#### Provided text

# Poling Areas Rockport TX



## Kyle Williams (Jan 28, 2019)

Just looking for some more secluded areas to take the wife on my Mitzi 16. Marsh maze type areas that doesn’t have so much boat traffic. I’ve found a few cool spots with good fishing just hoping I can find some off the beaten path.


----------



## Smackdaddy53 (Dec 31, 2012)

There are plenty of areas to pole away from the majority of boat traffic just watch for oyster reefs. If they get post up on the internet they won’t be quiet for long. You can pole for days south of the bridges between Aransas Pass and Port Aransas.


----------



## CKEAT (Aug 26, 2015)

Smackdaddy53 said:


> There are plenty of areas to pole away from the majority of boat traffic just watch for oyster reefs. If they get post up on the internet they won’t be quiet for long. You can pole for days south of the bridges between Aransas Pass and Port Aransas.


This is so true, most flats anywhere within a comfortable boat ride in Texas are completely over run IMO. 

Smack has a rig that runs like it does for a reason if that tells you anything.


----------



## Smackdaddy53 (Dec 31, 2012)

CKEAT said:


> This is so true, most flats anywhere within a comfortable boat ride in Texas are completely over run IMO.
> 
> Smack has a rig that runs like it does for a reason if that tells you anything.


Like Lenny Kravitz...I got to get away!


----------



## CKEAT (Aug 26, 2015)

Smackdaddy53 said:


> Like Lenny Kravitz...I got to get away!


It’s a great running rig, best I have seen.


----------



## Kyle Williams (Jan 28, 2019)

Smackdaddy53 said:


> There are plenty of areas to pole away from the majority of boat traffic just watch for oyster reefs. If they get post up on the internet they won’t be quiet for long. You can pole for days south of the bridges between Aransas Pass and Port Aransas.


I get it that’s why I wasn’t asking for specifics I’m pretty good at finding nice areas it’s just for every 4-5 places I go maybe one pans out and is off the grid enough to not be a highway for every a hole in their race boat lol. That area is my current go to. Even still it gets busy often. I don’t mind other people poling and doing their thing but my blood boils when I’m working a bank and someone comes screaming through with their 300hp bay boat at wot. Too much boating not enough fishing. I’ve been wanting to make the haul to the allyns it’s just a far piece cruising at 20-22 Same thing in POC I love that area the back lakes and mangrove trails are awesome but it’s like a boat show on the weekends and it’s a haul on a small skiff. I’ll be down in Rockport 3/11-3/14 if anyone wants to play


----------



## Backlasher (May 20, 2016)

########
#### Extracted information

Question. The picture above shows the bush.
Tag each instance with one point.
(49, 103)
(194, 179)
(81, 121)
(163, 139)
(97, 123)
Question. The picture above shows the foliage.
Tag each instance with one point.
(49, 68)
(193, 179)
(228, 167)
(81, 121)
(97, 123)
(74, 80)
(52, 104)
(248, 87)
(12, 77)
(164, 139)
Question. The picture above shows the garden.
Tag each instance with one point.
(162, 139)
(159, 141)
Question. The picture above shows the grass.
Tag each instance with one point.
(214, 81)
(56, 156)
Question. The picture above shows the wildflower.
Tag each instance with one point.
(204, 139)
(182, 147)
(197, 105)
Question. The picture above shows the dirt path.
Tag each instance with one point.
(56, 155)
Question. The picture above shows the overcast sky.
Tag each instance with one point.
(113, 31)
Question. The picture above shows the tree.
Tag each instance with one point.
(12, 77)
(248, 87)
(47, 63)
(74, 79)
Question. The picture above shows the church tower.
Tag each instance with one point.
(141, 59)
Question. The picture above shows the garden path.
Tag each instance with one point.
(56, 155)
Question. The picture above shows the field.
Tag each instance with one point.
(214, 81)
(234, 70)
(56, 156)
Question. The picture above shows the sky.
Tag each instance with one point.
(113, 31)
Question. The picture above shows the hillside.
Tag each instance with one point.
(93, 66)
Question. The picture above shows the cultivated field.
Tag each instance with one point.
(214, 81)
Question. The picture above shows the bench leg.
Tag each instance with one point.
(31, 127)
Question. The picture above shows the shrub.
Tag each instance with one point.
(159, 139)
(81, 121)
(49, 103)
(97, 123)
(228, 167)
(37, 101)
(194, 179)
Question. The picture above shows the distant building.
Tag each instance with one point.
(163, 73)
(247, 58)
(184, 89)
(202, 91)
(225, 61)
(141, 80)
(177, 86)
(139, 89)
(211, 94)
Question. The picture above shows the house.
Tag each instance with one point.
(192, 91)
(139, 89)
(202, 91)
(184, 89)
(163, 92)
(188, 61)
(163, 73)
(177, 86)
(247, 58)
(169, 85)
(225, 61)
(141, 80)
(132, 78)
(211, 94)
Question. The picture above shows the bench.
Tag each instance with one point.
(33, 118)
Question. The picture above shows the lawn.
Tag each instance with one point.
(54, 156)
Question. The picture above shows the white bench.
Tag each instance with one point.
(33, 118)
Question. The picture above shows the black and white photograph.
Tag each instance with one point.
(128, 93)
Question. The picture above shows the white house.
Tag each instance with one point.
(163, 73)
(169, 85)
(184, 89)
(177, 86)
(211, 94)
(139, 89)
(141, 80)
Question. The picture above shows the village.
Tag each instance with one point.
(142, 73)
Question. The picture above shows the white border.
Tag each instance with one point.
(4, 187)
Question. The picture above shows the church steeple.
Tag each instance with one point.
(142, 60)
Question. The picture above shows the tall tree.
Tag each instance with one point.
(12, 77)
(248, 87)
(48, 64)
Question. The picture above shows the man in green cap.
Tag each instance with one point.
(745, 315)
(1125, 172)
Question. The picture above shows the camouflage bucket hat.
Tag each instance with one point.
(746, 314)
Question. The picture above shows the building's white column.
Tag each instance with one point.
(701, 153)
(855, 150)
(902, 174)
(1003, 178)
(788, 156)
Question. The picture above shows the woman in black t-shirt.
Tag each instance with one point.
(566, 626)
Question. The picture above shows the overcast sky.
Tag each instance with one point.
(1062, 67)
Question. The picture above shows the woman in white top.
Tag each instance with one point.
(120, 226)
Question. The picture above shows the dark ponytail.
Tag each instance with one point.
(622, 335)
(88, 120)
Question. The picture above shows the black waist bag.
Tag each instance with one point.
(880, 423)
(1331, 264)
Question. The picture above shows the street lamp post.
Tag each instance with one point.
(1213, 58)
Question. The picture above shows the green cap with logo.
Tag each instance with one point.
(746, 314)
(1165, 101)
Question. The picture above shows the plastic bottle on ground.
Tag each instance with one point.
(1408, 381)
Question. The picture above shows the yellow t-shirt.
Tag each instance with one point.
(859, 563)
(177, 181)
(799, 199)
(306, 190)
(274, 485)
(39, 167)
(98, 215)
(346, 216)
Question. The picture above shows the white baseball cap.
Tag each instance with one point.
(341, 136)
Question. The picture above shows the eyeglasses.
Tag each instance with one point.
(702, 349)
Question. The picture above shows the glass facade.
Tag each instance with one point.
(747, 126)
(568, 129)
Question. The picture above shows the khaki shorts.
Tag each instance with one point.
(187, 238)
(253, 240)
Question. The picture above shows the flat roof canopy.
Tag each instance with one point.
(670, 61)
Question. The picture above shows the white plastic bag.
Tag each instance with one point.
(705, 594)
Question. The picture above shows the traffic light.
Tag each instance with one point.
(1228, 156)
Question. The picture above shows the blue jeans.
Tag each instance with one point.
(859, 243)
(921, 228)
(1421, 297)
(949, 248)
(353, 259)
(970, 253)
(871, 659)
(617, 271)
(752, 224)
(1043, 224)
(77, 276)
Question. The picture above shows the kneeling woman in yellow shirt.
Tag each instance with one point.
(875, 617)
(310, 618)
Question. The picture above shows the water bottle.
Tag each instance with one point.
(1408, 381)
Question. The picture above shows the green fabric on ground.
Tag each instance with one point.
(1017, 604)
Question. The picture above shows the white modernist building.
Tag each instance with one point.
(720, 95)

########

What you need to do:
(A) In the forum thread on poling areas near Rockport, what reasons does Kyle Williams give for finding POC hard to fish? Answer in one to three sentences.
(B) Rewrite the paragraph in the forum thread that begins "I get it that’s why I wasn’t asking for specifics" as a short bulleted list that keeps its main facts.

Results by task:
(A) He loves the back lakes and mangrove trails there, but on weekends it's like a boat show. It's also a long haul on a small skiff.

(B)
- He wasn't asking for specific spots and is good at finding nice areas on his own.
- Only about one in every 4–5 places he tries turns out well and is quiet enough not to be a highway for fast boats.
- The area south of the bridges between Aransas Pass and Port Aransas is his current go-to, though it often gets busy.
- Other people poling don't bother him, but he gets angry when a 300hp bay boat races past at wide-open throttle while he's working a bank.
- He wants to go to the Allyns, but it's a long trip cruising at 20–22.
- He loves the back lakes and mangrove trails in POC, but it's crowded on weekends and a long haul on a small skiff.
- He'll be in Rockport 3/11–3/14 and invites anyone to join him.